AIM OF THE EXERCISE: Output the records exactly, and drop each picture.

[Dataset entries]

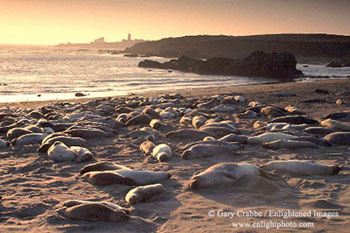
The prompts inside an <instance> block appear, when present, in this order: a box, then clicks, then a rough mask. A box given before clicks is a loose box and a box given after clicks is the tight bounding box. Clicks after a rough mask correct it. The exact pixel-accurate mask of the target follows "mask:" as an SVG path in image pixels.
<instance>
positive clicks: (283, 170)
mask: <svg viewBox="0 0 350 233" xmlns="http://www.w3.org/2000/svg"><path fill="white" fill-rule="evenodd" d="M261 168H263V169H265V170H268V171H272V170H276V171H277V172H281V173H287V174H291V175H300V176H317V175H335V174H337V173H338V172H339V171H340V169H341V168H340V167H339V166H337V165H335V166H329V165H324V164H321V163H313V162H310V161H302V160H288V161H272V162H269V163H266V164H264V165H262V166H261Z"/></svg>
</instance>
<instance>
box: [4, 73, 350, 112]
mask: <svg viewBox="0 0 350 233" xmlns="http://www.w3.org/2000/svg"><path fill="white" fill-rule="evenodd" d="M347 85H348V86H347ZM299 87H303V88H299ZM327 87H330V88H332V89H334V88H341V89H342V88H343V87H345V89H346V87H349V88H350V79H327V80H317V81H311V82H309V81H299V82H285V83H281V82H272V83H253V84H244V85H230V86H219V87H200V88H181V89H176V90H170V89H165V90H163V91H158V90H157V91H146V92H139V93H131V94H128V95H114V96H104V97H88V96H86V97H80V98H72V99H53V100H38V101H19V102H1V103H0V108H8V107H10V108H12V107H17V108H36V107H40V106H44V105H48V104H53V103H63V102H73V103H84V102H88V101H91V100H100V99H106V98H122V97H126V96H131V95H133V96H144V97H150V96H156V95H162V94H173V93H179V94H181V95H184V96H192V97H203V96H210V95H217V94H223V93H227V92H237V93H240V94H244V95H246V94H248V95H249V94H254V93H255V92H257V91H258V92H259V93H270V92H273V91H276V92H277V91H278V90H280V91H289V92H300V91H301V90H300V89H304V88H307V89H310V88H313V89H316V88H326V89H327ZM344 91H346V90H344ZM339 92H341V91H339ZM303 94H305V93H303Z"/></svg>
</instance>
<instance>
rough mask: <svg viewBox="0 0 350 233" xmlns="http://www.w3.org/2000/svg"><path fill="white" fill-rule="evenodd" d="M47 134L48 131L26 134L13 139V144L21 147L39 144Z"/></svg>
mask: <svg viewBox="0 0 350 233" xmlns="http://www.w3.org/2000/svg"><path fill="white" fill-rule="evenodd" d="M47 135H48V134H47V133H30V134H25V135H22V136H20V137H18V138H16V139H14V140H12V141H11V145H12V146H14V147H21V146H25V145H33V144H39V143H41V141H42V140H43V139H44V138H45V137H46V136H47Z"/></svg>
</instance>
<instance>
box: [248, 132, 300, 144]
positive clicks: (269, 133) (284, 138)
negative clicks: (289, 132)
mask: <svg viewBox="0 0 350 233" xmlns="http://www.w3.org/2000/svg"><path fill="white" fill-rule="evenodd" d="M297 138H298V137H297V136H293V135H289V134H284V133H270V132H266V133H263V134H260V135H257V136H252V137H248V140H247V142H248V144H263V143H268V142H273V141H276V140H278V139H286V140H293V139H294V140H295V139H297Z"/></svg>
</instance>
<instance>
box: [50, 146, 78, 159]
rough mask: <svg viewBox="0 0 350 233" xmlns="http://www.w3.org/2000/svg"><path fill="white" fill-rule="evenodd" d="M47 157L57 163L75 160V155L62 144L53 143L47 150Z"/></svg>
mask: <svg viewBox="0 0 350 233" xmlns="http://www.w3.org/2000/svg"><path fill="white" fill-rule="evenodd" d="M47 155H48V157H49V158H50V159H52V160H55V161H57V162H64V161H71V160H74V159H76V158H77V154H76V153H75V152H74V151H73V150H71V149H70V148H69V147H68V146H66V144H64V143H63V142H55V143H54V144H52V146H51V147H50V148H49V149H48V151H47Z"/></svg>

RESULT OF THIS EXERCISE:
The prompts inside an <instance> block appear, when present, in this order: a box, then clicks, then a rough mask. A box given before clicks is a loose box and a box given after clicks is the tight bounding box. Clicks after a rough mask correct it. The exact pixel-accurate mask of the target follows "mask:" as an SVG path in image pixels.
<instance>
positive clicks: (283, 170)
mask: <svg viewBox="0 0 350 233" xmlns="http://www.w3.org/2000/svg"><path fill="white" fill-rule="evenodd" d="M261 168H263V169H265V170H268V171H272V170H276V171H277V172H281V173H287V174H291V175H300V176H317V175H335V174H337V173H338V172H339V171H340V169H341V168H340V167H339V166H337V165H335V166H329V165H324V164H321V163H313V162H310V161H302V160H288V161H272V162H269V163H266V164H264V165H262V166H261Z"/></svg>
</instance>
<instance>
box: [4, 73, 350, 112]
mask: <svg viewBox="0 0 350 233" xmlns="http://www.w3.org/2000/svg"><path fill="white" fill-rule="evenodd" d="M347 85H348V86H347ZM299 87H303V88H299ZM327 87H330V88H332V89H334V88H341V89H342V88H343V87H345V89H346V87H349V88H350V79H327V80H317V81H311V82H309V81H299V82H285V83H281V82H272V83H253V84H244V85H230V86H219V87H200V88H181V89H176V90H170V89H165V90H163V91H158V90H157V91H146V92H139V93H131V94H128V95H114V96H104V97H88V96H86V97H80V98H72V99H53V100H38V101H19V102H1V103H0V108H8V107H10V108H12V107H17V108H36V107H40V106H44V105H48V104H53V103H63V102H73V103H84V102H88V101H91V100H100V99H106V98H122V97H126V96H131V95H133V96H144V97H150V96H156V95H162V94H173V93H179V94H181V95H184V96H192V97H203V96H210V95H217V94H223V93H227V92H237V93H240V94H244V95H246V94H248V95H249V94H254V93H255V92H257V91H258V92H259V93H270V92H273V91H276V92H277V91H278V90H280V91H289V92H300V91H301V90H300V89H304V88H307V89H310V88H313V89H316V88H326V89H327ZM344 91H346V90H344ZM339 92H341V91H339ZM303 94H305V93H303Z"/></svg>
</instance>
<instance>
rough mask: <svg viewBox="0 0 350 233" xmlns="http://www.w3.org/2000/svg"><path fill="white" fill-rule="evenodd" d="M47 134L48 131L26 134L13 139V144L21 147L39 144Z"/></svg>
mask: <svg viewBox="0 0 350 233" xmlns="http://www.w3.org/2000/svg"><path fill="white" fill-rule="evenodd" d="M47 135H48V134H47V133H30V134H25V135H22V136H20V137H18V138H16V139H14V140H12V141H11V145H12V146H14V147H21V146H25V145H33V144H39V143H41V141H42V140H43V139H44V138H45V137H46V136H47Z"/></svg>
</instance>
<instance>
box: [248, 132, 300, 144]
positive clicks: (269, 133) (284, 138)
negative clicks: (289, 132)
mask: <svg viewBox="0 0 350 233" xmlns="http://www.w3.org/2000/svg"><path fill="white" fill-rule="evenodd" d="M297 138H298V137H297V136H293V135H289V134H284V133H270V132H266V133H263V134H260V135H257V136H252V137H248V140H247V142H248V144H263V143H268V142H273V141H276V140H278V139H286V140H293V139H294V140H295V139H297Z"/></svg>
</instance>
<instance>
box: [50, 146, 78, 159]
rough mask: <svg viewBox="0 0 350 233" xmlns="http://www.w3.org/2000/svg"><path fill="white" fill-rule="evenodd" d="M47 157L57 163L75 160V155L62 144L53 143L47 150Z"/></svg>
mask: <svg viewBox="0 0 350 233" xmlns="http://www.w3.org/2000/svg"><path fill="white" fill-rule="evenodd" d="M47 155H48V157H49V158H50V159H52V160H55V161H57V162H64V161H71V160H74V159H76V158H77V154H76V153H75V152H74V151H73V150H71V149H70V148H69V147H68V146H66V144H64V143H63V142H55V143H54V144H52V146H51V147H50V148H49V149H48V151H47Z"/></svg>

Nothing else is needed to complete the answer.